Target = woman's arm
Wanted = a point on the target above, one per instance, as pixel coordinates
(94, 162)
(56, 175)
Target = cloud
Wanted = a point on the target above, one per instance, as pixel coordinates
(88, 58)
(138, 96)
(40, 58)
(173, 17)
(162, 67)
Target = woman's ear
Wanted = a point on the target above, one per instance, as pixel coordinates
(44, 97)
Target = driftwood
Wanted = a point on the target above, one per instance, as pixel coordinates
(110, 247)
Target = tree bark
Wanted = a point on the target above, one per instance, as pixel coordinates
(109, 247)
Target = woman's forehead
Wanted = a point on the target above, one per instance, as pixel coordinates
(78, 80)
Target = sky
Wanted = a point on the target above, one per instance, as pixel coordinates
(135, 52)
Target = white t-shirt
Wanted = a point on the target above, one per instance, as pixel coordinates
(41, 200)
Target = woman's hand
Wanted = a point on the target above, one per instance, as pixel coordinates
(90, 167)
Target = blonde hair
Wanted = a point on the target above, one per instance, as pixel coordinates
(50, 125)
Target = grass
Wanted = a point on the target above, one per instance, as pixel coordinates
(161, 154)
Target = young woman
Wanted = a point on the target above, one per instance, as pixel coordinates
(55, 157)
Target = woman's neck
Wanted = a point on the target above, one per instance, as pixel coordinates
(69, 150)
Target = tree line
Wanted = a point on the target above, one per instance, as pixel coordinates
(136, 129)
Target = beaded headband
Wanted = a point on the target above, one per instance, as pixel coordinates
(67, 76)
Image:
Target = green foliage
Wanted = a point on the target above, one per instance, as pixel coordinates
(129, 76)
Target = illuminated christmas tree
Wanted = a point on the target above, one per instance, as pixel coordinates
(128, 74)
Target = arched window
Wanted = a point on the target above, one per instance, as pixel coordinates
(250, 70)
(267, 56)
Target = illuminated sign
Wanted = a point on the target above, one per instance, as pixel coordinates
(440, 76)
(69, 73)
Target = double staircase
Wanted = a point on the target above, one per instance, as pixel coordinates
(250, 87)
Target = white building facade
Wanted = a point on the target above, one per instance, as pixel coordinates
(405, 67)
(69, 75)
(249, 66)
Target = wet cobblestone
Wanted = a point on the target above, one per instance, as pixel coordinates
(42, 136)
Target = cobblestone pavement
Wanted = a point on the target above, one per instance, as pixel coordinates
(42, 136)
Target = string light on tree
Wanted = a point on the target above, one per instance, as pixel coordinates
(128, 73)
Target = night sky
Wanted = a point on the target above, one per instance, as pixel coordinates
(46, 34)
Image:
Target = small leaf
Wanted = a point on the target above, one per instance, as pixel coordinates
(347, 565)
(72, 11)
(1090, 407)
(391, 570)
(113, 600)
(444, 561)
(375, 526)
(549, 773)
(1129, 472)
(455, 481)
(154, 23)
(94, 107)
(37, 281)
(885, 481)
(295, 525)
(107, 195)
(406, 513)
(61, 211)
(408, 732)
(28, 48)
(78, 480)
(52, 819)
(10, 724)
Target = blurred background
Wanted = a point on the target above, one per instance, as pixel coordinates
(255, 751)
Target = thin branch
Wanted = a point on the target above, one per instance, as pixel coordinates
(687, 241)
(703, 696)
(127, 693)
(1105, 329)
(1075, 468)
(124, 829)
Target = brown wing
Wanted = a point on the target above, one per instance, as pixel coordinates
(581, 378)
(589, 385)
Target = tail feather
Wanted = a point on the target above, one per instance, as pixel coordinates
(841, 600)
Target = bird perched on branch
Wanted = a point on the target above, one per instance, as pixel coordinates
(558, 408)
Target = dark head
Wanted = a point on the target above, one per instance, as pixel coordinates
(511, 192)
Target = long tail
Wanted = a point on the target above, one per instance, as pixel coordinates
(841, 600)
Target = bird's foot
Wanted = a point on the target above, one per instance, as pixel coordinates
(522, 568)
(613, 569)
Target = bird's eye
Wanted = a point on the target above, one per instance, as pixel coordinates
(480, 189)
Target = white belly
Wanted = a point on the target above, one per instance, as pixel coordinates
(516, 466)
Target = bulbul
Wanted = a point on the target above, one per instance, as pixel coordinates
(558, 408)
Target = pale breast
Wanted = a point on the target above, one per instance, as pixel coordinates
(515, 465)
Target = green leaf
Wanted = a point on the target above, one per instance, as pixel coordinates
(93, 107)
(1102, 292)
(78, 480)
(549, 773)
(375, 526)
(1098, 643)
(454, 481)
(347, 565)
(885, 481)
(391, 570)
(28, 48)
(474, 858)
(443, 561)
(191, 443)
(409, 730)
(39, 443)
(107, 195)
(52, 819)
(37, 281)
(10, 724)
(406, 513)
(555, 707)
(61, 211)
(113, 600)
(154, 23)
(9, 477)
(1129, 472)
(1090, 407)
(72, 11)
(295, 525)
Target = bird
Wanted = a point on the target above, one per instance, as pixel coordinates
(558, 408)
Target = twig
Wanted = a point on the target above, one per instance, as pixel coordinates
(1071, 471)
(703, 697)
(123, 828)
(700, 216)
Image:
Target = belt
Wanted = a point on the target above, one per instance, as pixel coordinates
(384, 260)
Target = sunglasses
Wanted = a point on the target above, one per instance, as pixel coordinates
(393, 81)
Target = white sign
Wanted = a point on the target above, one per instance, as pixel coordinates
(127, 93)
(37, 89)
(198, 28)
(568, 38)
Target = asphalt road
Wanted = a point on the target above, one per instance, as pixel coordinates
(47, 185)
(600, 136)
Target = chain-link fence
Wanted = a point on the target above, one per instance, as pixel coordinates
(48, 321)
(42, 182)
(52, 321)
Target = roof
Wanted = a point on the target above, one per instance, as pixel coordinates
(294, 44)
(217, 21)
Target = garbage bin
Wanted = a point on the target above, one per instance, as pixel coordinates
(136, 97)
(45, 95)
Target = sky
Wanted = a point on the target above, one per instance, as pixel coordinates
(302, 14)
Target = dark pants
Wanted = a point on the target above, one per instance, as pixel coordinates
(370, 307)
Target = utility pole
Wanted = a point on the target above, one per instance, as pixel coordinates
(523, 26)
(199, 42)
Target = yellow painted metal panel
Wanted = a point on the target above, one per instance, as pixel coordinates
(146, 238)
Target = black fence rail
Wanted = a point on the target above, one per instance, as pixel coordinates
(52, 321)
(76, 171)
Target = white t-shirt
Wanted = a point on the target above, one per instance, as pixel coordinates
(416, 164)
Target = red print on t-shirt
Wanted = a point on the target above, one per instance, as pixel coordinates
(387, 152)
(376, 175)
+++
§ PROMPT
The result should be every line that contains "tree", copied from the entries.

§ TASK RESPONSE
Target = tree bark
Target = tree line
Target = illuminated christmas tree
Target = string light on tree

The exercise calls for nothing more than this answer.